> Goal
Output each line of the entries below, reproducing every character without alteration.

> Entries from a dataset

◇ ◇ ◇

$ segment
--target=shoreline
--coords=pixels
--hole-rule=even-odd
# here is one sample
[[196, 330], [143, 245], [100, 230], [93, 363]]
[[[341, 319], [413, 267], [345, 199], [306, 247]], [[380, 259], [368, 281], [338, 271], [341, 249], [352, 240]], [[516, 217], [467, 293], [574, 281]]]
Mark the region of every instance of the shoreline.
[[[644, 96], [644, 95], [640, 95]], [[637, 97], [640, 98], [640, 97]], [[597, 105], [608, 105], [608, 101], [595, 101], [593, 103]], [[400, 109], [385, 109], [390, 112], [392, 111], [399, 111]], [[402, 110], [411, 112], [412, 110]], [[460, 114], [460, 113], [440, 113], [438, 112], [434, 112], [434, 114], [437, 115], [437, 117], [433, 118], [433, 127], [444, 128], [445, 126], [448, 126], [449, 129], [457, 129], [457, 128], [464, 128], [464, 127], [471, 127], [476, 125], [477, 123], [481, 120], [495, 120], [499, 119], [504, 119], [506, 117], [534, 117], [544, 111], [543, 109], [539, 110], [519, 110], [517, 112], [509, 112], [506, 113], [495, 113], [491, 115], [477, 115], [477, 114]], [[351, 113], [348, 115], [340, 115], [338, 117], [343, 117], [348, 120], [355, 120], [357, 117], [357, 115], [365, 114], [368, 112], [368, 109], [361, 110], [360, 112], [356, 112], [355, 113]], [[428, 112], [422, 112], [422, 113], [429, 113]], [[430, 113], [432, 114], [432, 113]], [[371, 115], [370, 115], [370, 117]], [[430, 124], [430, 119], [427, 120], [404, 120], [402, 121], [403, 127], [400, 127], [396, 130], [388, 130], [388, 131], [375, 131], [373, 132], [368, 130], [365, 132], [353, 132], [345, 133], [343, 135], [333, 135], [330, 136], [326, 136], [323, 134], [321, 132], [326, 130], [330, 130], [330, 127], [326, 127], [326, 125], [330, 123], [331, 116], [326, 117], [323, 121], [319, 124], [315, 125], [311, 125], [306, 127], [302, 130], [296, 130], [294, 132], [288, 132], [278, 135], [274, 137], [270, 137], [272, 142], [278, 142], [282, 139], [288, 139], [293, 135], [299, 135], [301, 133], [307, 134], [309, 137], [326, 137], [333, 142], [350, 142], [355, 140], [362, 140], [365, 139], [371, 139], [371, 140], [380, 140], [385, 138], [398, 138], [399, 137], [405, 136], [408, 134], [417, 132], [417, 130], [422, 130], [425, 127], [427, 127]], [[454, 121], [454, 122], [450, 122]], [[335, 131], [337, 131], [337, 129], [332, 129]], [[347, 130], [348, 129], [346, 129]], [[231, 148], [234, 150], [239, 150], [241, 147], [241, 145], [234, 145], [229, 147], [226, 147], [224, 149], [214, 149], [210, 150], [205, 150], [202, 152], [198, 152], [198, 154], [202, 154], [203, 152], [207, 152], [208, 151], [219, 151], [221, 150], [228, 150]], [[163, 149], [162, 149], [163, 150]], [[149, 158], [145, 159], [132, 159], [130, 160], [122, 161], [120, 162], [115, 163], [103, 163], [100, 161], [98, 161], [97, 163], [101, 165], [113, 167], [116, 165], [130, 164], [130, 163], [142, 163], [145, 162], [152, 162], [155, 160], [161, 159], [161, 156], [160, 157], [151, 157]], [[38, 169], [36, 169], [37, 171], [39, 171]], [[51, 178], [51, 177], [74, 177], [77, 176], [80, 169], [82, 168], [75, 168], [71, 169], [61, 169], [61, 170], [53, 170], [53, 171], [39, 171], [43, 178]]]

◇ ◇ ◇

> Result of this task
$ segment
--target=shoreline
--coords=pixels
--hole-rule=even-odd
# here is one sample
[[196, 330], [143, 245], [100, 230], [93, 363]]
[[[341, 319], [413, 267], [345, 199], [306, 247]], [[380, 259], [368, 281], [338, 271], [341, 249], [352, 240]], [[516, 217], [467, 293], [574, 281]]]
Mark the region of every instance of the shoreline.
[[[644, 96], [644, 95], [640, 95]], [[637, 97], [640, 98], [640, 97]], [[597, 105], [608, 105], [608, 101], [595, 101], [593, 103]], [[400, 109], [385, 109], [390, 112], [392, 111], [399, 111]], [[402, 110], [411, 112], [412, 110]], [[460, 114], [460, 113], [440, 113], [438, 112], [434, 112], [434, 114], [437, 115], [437, 117], [433, 118], [433, 127], [444, 128], [445, 126], [448, 126], [449, 129], [457, 129], [457, 128], [464, 128], [464, 127], [471, 127], [476, 125], [477, 123], [481, 120], [495, 120], [499, 119], [504, 119], [506, 117], [534, 117], [544, 111], [543, 109], [539, 110], [519, 110], [517, 112], [509, 112], [506, 113], [495, 113], [491, 115], [477, 115], [477, 114]], [[351, 113], [348, 115], [340, 115], [338, 117], [343, 117], [348, 120], [355, 120], [357, 117], [357, 115], [365, 114], [368, 112], [368, 109], [361, 110], [360, 112], [356, 112], [355, 113]], [[428, 112], [422, 112], [422, 113], [429, 113]], [[430, 113], [432, 114], [432, 113]], [[371, 115], [370, 115], [370, 117]], [[430, 124], [430, 119], [427, 120], [404, 120], [402, 121], [403, 127], [400, 127], [396, 130], [388, 130], [388, 131], [375, 131], [373, 132], [368, 130], [365, 132], [353, 132], [345, 133], [343, 135], [333, 135], [330, 136], [326, 136], [323, 134], [321, 132], [326, 130], [330, 130], [330, 127], [326, 127], [326, 125], [330, 123], [331, 116], [326, 117], [323, 121], [319, 124], [315, 125], [311, 125], [306, 127], [302, 130], [296, 130], [294, 132], [288, 132], [278, 135], [274, 137], [270, 137], [272, 142], [278, 142], [282, 139], [288, 139], [293, 135], [299, 135], [301, 133], [307, 134], [309, 137], [326, 137], [333, 142], [350, 142], [355, 140], [362, 140], [365, 139], [371, 139], [371, 140], [380, 140], [385, 138], [398, 138], [399, 137], [405, 136], [408, 134], [417, 132], [417, 130], [422, 130], [425, 127], [427, 127]], [[454, 121], [454, 122], [450, 122]], [[335, 131], [337, 131], [337, 129], [332, 129]], [[347, 130], [348, 129], [346, 129]], [[231, 148], [234, 150], [239, 150], [241, 147], [241, 145], [234, 145], [229, 147], [226, 147], [224, 149], [214, 149], [210, 150], [205, 150], [202, 152], [198, 152], [198, 154], [202, 154], [203, 152], [207, 152], [208, 151], [219, 151], [221, 150], [228, 150]], [[163, 149], [162, 149], [163, 150]], [[149, 158], [145, 159], [132, 159], [130, 160], [122, 161], [120, 162], [115, 163], [103, 163], [100, 161], [98, 161], [97, 163], [101, 165], [113, 167], [116, 165], [130, 164], [130, 163], [142, 163], [145, 162], [152, 162], [155, 160], [161, 159], [161, 156], [160, 157], [151, 157]], [[38, 169], [36, 169], [37, 171], [39, 171]], [[51, 178], [51, 177], [74, 177], [77, 176], [80, 169], [82, 168], [75, 168], [71, 169], [61, 169], [61, 170], [53, 170], [53, 171], [39, 171], [43, 178]]]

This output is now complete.